Request - State how many lines of the material below contain the string "jersey". The count is case-sensitive; reply with the number alone.

─── Material for this exercise ───

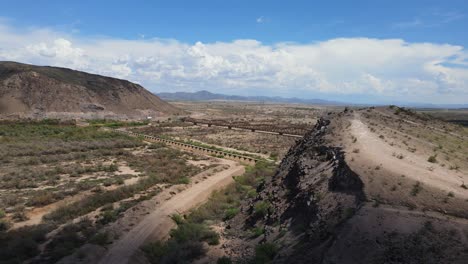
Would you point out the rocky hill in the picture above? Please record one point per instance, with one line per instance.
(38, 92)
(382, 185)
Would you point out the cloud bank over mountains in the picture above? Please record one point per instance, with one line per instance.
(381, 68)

───
─── Material for this exercise ───

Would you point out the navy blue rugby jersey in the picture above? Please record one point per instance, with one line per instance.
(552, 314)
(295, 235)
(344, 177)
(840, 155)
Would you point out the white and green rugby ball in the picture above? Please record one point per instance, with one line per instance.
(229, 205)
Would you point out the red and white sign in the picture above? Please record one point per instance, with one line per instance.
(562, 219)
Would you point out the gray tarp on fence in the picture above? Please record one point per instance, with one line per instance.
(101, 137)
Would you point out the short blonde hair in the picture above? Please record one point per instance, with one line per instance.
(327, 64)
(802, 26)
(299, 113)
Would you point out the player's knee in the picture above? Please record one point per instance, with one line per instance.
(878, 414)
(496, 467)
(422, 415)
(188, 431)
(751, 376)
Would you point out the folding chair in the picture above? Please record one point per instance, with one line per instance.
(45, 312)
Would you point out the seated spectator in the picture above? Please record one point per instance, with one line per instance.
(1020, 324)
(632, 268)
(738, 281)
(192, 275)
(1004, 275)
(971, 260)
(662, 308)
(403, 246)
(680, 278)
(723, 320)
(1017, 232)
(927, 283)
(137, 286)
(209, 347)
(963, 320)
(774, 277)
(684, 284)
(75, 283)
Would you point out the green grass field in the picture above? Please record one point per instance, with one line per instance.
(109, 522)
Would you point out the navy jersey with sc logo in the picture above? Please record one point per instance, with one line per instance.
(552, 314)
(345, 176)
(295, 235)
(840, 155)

───
─── Material for this exercise ───

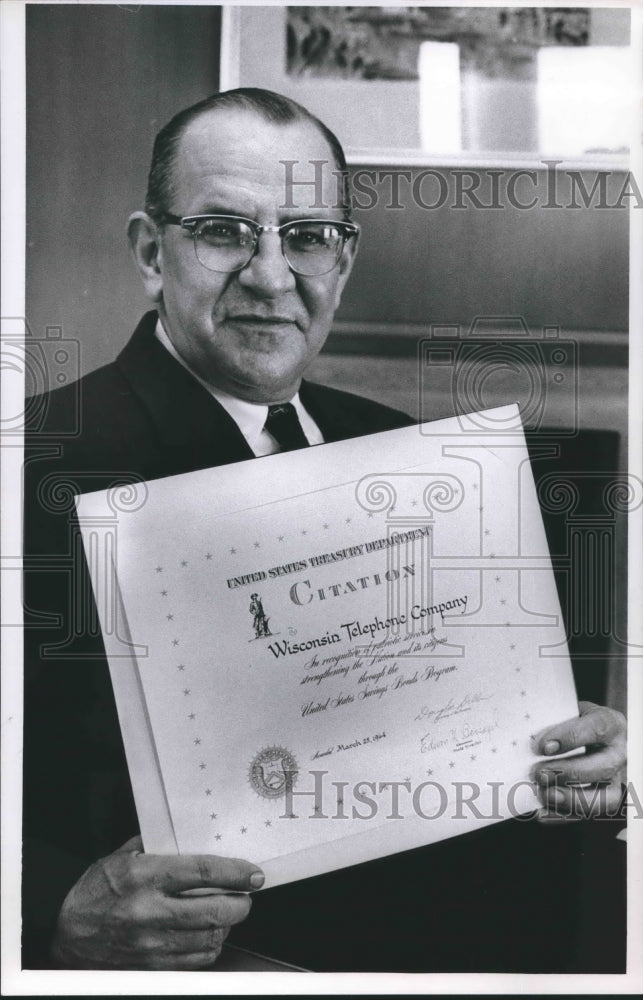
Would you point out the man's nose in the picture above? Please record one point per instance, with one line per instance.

───

Answer to this task - 2